◆ **PROBLEM DESCRIPTION**
Look through the data below for the line with "Query: green tree", and transcribe it exactly together with each line after it up to and including the line with "the dark green". Give nothing else.

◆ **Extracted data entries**
_____

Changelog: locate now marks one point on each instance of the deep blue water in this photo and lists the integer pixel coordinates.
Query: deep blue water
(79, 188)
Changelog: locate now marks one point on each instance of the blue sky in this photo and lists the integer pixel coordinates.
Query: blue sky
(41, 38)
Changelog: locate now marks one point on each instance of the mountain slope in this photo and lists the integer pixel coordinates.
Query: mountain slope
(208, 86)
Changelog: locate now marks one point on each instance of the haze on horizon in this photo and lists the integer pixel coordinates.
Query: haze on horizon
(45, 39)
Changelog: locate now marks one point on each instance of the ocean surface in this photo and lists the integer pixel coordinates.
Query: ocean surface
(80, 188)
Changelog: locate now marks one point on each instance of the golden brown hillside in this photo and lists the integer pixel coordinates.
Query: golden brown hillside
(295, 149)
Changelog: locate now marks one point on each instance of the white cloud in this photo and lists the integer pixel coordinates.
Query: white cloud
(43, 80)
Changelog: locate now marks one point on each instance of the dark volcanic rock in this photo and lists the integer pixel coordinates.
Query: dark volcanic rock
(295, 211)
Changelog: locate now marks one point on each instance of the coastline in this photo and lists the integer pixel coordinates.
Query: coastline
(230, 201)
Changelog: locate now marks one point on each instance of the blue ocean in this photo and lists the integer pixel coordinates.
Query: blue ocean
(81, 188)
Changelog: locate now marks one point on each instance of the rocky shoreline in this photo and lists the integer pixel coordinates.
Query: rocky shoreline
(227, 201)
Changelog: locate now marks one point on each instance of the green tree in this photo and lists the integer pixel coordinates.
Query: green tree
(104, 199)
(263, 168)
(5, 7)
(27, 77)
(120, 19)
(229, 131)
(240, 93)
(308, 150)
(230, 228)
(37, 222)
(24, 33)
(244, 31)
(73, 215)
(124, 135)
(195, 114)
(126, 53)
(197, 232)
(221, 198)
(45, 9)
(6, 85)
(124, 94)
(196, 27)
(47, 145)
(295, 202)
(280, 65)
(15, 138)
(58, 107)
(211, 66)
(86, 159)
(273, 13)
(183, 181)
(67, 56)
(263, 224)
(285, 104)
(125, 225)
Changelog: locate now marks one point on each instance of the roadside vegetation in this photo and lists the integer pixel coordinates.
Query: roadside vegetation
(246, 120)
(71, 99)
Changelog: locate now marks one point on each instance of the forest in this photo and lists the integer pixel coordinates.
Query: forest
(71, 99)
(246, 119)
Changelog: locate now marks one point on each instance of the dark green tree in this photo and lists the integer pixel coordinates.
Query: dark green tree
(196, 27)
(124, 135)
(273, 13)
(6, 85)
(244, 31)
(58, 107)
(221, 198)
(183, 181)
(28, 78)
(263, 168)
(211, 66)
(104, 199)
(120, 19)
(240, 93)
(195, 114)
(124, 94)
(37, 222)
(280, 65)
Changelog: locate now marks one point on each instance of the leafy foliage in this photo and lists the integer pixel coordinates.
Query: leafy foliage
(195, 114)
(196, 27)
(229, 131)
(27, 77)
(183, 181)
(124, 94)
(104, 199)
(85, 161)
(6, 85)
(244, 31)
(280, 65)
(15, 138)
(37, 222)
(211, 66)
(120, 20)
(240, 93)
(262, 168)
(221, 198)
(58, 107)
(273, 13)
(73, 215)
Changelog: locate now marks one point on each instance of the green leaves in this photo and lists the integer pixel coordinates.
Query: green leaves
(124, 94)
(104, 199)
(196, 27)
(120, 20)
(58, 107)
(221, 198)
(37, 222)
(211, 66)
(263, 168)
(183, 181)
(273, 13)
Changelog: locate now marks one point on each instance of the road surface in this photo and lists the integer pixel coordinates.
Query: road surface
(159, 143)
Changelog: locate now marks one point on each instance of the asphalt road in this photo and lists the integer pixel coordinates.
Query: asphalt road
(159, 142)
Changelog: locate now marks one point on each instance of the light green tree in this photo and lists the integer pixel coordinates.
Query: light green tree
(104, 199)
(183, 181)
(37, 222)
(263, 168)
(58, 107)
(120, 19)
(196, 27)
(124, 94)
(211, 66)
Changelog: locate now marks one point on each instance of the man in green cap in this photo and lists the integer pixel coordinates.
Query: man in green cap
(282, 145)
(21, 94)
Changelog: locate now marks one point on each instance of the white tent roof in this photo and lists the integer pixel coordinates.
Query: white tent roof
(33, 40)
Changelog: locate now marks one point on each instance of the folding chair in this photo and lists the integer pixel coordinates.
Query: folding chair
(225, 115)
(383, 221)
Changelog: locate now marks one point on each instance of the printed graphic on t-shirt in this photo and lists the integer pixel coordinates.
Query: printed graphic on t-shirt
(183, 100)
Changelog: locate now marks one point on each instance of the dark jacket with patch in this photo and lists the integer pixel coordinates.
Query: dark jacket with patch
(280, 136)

_____

◆ **RESULT BELOW**
Query: green tree
(104, 199)
(263, 168)
(5, 7)
(27, 77)
(120, 19)
(229, 131)
(240, 93)
(308, 150)
(230, 228)
(37, 222)
(24, 33)
(244, 31)
(73, 215)
(124, 135)
(195, 114)
(126, 53)
(197, 232)
(221, 198)
(45, 9)
(6, 85)
(124, 94)
(196, 27)
(47, 145)
(295, 202)
(280, 65)
(15, 138)
(58, 107)
(211, 66)
(86, 159)
(273, 13)
(183, 181)
(67, 56)
(263, 224)
(285, 104)
(125, 225)
Changelog: locate now marks one point on each instance of the roadside vegetation in this photo and lists the integer pixel coordinates.
Query: roadside vegetation
(246, 120)
(71, 99)
Changelog: locate now marks one point on each instance of the forest in this photo and lists the integer pixel coordinates.
Query: forest
(71, 99)
(246, 119)
Changelog: locate now marks one point on each instance of the dark green tree in this photo and lists the integer pixel coordinates.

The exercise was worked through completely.